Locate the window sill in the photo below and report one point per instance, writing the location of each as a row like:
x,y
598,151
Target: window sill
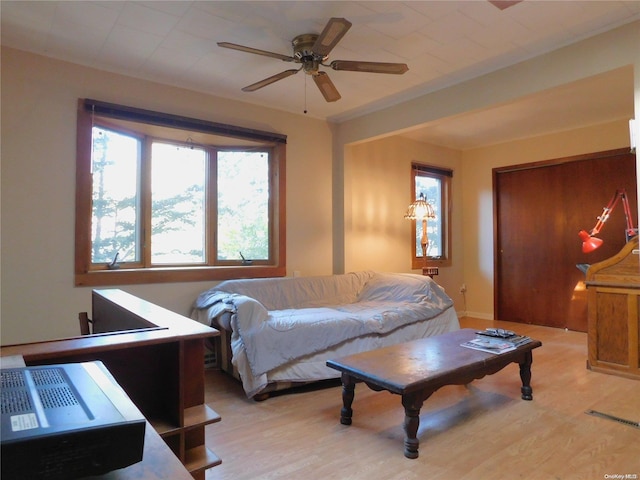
x,y
174,275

****************************************

### What you have to do:
Once the pictures are set aside, write out the entries verbatim.

### Output of the exercise:
Locate the window sill in the photo below and report one point per instance, writing the location of each as a row like:
x,y
598,151
Target: window sill
x,y
174,275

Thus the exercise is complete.